━━━ EXTRACTED INFORMATION ━━━

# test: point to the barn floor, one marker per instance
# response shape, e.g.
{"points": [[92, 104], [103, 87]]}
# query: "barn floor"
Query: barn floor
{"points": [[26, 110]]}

━━━

__WHAT TO PRODUCE__
Rescale the listing by copying every line again, requests included, with each point coordinate in the answers multiplied by 0.65 and rounded to a whole number, halves going up. Keep every other number as it is, including those in the format sample.

__EXERCISE OUTPUT__
# test: point to the barn floor, one marker per instance
# response shape, e.g.
{"points": [[92, 104], [103, 87]]}
# query: "barn floor"
Query: barn floor
{"points": [[17, 72]]}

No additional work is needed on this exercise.